Teks yang Diberikan:

==*==

Prosa di Genggaman Jurnalis
Judul: Bunga
Rampai 8 Jurnalis dari Bumi Sriwijaya
Editor: Maspriel Aries
Tebal: 179 hlm.
Penerbit: Institut Jurnalistik Palembang
Terbit: Januari, 2013
Jurnalis, menulis
berdasarkan fakta yang ada. Karena memang berdasarkan itulah sebuah berita yang harus disampaikan. Terkadang, tidak selamanya sang jurnalis menulis
berita dengan gaya penyajian
bersifat lugas tanpa ada diksi yang berbau sastra (straight news). Adakalanya berita tersebut harus disajikan dengan
gaya penyajian yang langsung menyentuh emosi pembaca, diksi berbau sastra (feature news). Bila demikian, jurnalis
juga sebenarnya seorang sastrawan ketika dia melaporkan berita dalam bentuk
feature itu.
Cerpen-cerpen yang
ditulis oleh delapan jurnalis dari Bumi Sriwijaya ini mengarah apa yang
disampaikan sebelumnya. Sebagian besar tema yang diangkat berangkat dari
realitas kehidupan yang biasa mereka temukan, baik cerita perjalanan mereka,
kisah percintaan yang romantis, maupun satire juga tak luput dari perhatian
penulis. Tema tentang sejarah yang sedikit berbeda dengan tema-tema lainnya
juga ditampilkan dalam
kumpulan cerpen ini.
Kedelapan jurnalis yang menampilkan cerpennya,
Anto Narasoma (Sumatera Ekspres): Tamu Misterius dari Laut Lepas dan Tragedi
Boncel dan Halimah; Iman Handiman (Berita Pagi): Dulmulek dan Dhuuut!; Imron
Supriyadi (Kabar Sumatera): Selamat Pagi, Mr. Gagu dan Ayam unutk Tuan Bupati;
Maspril Aries (Republika): Bunga di Bilik Jantungku dan Cinta Merdeka; Muhamad
Nasir (Sinar Harapan): Cinta Tak Berbumbu dan Gila Berhitung; Noparina Bahraq
(Palembang Pos): Mengejar Cinta mu Hingga Ujung Waktudan Togar Mencari Hanny di
Botol Tuak; Triono Junaidi (Sumatera Ekspres): Perempuan Muda di Sudut Café Ya
Shao dan Terpasung dalam Terungku Kaum Penjarah; Taufik Wijaya (Detik.com):
Mati atau Hidup Sebagai Anak Ibu dan Belanda Menjaga Makam Batanghari Sembilan.

==*==

Baris Data:

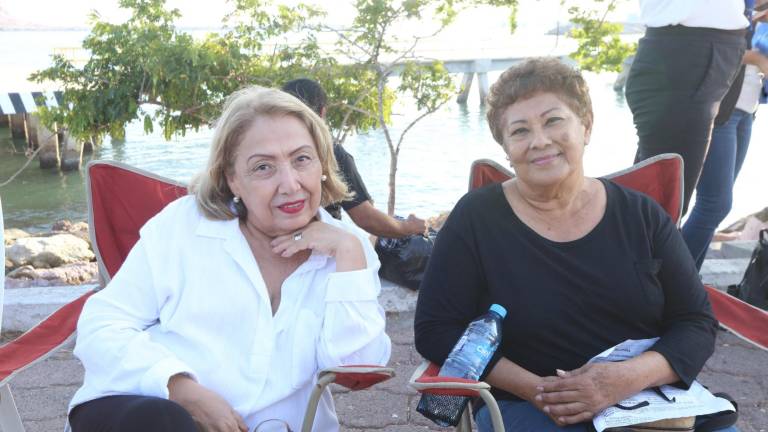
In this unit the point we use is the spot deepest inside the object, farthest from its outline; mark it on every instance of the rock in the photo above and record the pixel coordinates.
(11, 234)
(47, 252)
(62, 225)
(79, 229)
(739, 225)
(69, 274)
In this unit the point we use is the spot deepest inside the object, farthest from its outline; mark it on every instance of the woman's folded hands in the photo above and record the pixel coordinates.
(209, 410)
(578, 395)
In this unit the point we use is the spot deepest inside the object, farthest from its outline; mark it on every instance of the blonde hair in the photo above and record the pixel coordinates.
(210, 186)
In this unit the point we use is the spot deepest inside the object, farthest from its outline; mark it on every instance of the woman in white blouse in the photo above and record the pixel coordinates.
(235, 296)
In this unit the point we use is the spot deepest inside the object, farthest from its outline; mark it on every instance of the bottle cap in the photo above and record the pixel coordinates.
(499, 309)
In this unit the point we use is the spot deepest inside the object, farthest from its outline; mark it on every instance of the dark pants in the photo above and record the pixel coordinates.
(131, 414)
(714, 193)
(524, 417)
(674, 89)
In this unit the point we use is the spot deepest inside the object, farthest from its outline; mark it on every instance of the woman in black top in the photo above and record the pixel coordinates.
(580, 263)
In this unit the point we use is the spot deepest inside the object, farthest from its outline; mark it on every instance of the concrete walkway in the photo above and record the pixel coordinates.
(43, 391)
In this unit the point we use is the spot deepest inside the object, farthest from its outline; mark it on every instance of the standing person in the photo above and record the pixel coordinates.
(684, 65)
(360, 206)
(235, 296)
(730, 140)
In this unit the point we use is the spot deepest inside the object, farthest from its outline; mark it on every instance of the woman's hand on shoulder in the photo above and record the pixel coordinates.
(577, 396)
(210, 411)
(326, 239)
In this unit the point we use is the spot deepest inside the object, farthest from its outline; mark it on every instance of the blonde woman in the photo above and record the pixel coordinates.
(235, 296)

==*==

Tugas Latihan 1: Cetak bagian resensi buku di atas antara "Prosa di Genggaman" dan "feature itu.", termasuk kedua bagian itu.
Tugas Latihan 2: Menurut resensi buku di atas, siapa penerbit kumpulan cerpen tersebut?

Jawaban Tugas 1:
Prosa di Genggaman Jurnalis
Judul: Bunga
Rampai 8 Jurnalis dari Bumi Sriwijaya
Editor: Maspriel Aries
Tebal: 179 hlm.
Penerbit: Institut Jurnalistik Palembang
Terbit: Januari, 2013
Jurnalis, menulis
berdasarkan fakta yang ada. Karena memang berdasarkan itulah sebuah berita yang harus disampaikan. Terkadang, tidak selamanya sang jurnalis menulis
berita dengan gaya penyajian
bersifat lugas tanpa ada diksi yang berbau sastra (straight news). Adakalanya berita tersebut harus disajikan dengan
gaya penyajian yang langsung menyentuh emosi pembaca, diksi berbau sastra (feature news). Bila demikian, jurnalis
juga sebenarnya seorang sastrawan ketika dia melaporkan berita dalam bentuk
feature itu.

Jawaban Tugas 2: Institut Jurnalistik Palembang.